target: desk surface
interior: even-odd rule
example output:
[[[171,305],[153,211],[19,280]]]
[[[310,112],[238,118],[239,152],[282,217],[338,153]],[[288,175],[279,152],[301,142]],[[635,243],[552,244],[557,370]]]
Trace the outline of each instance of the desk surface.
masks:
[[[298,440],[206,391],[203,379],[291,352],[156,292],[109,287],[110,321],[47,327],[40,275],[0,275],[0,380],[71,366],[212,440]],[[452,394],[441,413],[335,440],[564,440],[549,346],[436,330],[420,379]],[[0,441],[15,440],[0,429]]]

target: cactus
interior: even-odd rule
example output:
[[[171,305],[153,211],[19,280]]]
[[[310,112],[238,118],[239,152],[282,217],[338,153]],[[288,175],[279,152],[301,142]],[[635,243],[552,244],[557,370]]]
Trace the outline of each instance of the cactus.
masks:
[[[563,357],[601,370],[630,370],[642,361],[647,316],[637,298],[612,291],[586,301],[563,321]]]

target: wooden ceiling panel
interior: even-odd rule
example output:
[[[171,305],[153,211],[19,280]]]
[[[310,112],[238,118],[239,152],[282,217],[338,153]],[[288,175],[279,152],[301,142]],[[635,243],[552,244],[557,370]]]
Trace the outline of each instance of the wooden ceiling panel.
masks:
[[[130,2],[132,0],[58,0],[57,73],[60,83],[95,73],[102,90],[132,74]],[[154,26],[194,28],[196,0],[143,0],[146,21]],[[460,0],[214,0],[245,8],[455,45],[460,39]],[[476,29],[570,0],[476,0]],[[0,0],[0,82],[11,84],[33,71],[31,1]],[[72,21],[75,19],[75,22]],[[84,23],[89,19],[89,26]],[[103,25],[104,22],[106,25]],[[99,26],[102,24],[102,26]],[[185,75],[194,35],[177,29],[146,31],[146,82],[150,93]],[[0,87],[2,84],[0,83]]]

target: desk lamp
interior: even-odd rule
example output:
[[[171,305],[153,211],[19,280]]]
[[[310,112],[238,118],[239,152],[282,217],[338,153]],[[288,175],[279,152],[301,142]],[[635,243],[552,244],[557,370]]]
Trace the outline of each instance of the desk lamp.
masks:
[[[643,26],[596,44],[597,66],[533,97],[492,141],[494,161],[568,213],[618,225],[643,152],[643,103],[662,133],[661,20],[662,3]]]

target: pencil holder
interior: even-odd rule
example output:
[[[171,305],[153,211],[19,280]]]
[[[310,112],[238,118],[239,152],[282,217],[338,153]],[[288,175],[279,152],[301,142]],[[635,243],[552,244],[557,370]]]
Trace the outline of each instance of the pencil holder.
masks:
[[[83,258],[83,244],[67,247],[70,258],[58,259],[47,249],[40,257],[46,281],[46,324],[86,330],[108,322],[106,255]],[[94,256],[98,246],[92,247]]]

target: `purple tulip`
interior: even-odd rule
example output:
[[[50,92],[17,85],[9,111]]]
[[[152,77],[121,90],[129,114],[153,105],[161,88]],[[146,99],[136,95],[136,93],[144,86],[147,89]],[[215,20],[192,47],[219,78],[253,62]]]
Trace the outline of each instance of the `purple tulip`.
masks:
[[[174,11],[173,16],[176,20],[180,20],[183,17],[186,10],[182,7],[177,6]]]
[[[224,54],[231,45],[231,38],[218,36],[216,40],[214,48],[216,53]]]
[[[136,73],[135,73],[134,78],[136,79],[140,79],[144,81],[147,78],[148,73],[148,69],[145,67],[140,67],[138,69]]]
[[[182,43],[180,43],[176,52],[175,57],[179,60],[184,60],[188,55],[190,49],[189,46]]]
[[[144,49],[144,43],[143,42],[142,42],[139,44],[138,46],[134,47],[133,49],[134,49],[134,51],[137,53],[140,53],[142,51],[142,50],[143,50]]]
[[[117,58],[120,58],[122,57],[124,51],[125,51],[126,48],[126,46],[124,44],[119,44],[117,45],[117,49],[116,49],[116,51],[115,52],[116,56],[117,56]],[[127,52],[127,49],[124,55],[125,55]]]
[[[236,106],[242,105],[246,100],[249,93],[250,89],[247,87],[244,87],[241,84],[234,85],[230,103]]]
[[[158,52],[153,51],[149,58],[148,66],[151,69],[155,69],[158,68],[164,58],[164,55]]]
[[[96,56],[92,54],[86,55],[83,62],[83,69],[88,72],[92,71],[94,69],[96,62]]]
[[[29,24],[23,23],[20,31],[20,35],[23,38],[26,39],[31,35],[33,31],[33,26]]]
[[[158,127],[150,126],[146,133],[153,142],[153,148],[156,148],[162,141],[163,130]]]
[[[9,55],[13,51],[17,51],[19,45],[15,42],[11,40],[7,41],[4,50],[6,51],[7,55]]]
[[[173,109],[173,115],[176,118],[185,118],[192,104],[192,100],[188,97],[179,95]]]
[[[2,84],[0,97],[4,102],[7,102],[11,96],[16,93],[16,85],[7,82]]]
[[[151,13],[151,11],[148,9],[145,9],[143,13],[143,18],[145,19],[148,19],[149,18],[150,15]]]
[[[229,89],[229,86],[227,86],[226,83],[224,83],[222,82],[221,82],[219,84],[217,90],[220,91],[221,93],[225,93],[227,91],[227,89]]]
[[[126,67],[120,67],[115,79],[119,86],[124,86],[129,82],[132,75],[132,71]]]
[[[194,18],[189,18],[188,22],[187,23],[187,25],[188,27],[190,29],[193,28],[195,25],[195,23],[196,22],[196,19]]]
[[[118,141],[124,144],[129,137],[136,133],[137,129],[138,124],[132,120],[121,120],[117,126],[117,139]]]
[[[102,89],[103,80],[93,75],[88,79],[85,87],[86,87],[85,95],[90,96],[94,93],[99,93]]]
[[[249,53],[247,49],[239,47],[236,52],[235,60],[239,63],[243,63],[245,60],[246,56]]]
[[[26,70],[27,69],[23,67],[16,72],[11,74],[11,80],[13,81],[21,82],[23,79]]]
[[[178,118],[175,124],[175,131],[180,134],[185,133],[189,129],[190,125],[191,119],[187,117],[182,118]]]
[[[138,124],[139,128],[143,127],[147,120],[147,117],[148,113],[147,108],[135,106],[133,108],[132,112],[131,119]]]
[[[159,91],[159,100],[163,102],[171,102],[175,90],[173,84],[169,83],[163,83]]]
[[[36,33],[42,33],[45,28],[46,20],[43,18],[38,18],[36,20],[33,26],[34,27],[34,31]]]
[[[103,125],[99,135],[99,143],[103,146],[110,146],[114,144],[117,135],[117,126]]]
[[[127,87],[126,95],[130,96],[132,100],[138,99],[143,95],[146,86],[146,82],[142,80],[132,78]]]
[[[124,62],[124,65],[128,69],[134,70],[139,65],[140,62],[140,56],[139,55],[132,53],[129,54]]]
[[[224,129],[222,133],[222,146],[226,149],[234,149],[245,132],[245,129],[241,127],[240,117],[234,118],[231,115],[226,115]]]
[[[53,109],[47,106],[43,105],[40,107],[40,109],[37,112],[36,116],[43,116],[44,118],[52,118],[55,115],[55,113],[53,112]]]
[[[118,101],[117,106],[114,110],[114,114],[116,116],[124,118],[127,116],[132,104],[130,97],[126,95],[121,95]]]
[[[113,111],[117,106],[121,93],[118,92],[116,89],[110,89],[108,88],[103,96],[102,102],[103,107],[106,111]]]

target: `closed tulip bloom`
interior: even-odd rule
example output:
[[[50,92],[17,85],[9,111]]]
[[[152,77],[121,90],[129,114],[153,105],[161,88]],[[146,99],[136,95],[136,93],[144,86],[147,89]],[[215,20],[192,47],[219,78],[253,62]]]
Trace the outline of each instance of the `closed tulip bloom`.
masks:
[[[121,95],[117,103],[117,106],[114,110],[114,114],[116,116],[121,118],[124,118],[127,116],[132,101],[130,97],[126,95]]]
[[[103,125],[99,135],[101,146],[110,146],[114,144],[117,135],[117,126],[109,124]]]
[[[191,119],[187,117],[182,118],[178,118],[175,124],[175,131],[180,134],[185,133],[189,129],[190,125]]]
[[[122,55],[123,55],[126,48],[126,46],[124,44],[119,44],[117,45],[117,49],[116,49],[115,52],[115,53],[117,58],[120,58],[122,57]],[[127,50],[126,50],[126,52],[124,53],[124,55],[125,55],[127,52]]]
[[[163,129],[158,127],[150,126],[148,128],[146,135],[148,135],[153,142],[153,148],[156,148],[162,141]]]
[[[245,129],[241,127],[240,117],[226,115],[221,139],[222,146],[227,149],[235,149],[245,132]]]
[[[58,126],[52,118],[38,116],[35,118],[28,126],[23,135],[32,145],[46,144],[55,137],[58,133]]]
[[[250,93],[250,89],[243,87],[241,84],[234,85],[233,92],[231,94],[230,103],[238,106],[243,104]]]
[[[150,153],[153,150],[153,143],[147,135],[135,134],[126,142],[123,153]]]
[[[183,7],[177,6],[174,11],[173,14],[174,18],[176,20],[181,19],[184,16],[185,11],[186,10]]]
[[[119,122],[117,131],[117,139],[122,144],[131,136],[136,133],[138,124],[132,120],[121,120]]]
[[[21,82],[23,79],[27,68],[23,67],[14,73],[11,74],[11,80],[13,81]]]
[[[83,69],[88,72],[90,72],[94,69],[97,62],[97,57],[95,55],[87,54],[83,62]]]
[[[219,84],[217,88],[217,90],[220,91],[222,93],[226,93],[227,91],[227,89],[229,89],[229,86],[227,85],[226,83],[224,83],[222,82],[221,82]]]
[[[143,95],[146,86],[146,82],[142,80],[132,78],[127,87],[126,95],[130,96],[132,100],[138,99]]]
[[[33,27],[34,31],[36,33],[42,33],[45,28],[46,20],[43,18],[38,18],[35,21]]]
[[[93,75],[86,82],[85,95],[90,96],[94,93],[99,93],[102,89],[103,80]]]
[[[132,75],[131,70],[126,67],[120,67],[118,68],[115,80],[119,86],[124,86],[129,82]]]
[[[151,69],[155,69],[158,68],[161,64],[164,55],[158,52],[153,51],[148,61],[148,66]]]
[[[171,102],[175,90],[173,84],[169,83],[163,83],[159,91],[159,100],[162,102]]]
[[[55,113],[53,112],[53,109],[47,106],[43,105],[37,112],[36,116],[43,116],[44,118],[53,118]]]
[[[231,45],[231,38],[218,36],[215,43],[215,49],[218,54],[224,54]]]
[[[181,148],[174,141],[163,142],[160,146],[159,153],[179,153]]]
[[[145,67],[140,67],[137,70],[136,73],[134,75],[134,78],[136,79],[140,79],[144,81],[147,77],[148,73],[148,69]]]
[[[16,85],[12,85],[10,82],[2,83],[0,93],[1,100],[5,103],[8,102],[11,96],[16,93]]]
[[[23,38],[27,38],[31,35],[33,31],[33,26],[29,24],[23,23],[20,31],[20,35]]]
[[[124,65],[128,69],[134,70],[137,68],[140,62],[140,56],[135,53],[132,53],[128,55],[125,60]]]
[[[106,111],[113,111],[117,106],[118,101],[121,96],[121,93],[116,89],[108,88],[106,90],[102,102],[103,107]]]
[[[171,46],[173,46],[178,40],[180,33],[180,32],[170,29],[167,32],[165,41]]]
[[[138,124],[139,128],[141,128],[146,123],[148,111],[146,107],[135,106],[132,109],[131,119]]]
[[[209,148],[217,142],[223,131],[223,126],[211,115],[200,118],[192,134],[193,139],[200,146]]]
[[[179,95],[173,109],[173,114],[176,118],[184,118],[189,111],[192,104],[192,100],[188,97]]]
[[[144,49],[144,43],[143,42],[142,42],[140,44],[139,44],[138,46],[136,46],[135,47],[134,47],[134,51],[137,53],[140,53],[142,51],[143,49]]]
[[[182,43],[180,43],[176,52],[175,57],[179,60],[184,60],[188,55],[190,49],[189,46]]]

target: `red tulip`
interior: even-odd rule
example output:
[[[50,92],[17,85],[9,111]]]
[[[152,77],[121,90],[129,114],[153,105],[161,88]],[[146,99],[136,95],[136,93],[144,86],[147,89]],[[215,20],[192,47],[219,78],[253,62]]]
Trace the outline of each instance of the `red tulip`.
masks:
____
[Your instructions] Report each line of the material above that contains the word "panel", copying every such line in full. Treat uppercase and lowercase letters as distinct.

[Exercise output]
target: wooden ceiling panel
Trace the outline of each instance of the wooden ceiling panel.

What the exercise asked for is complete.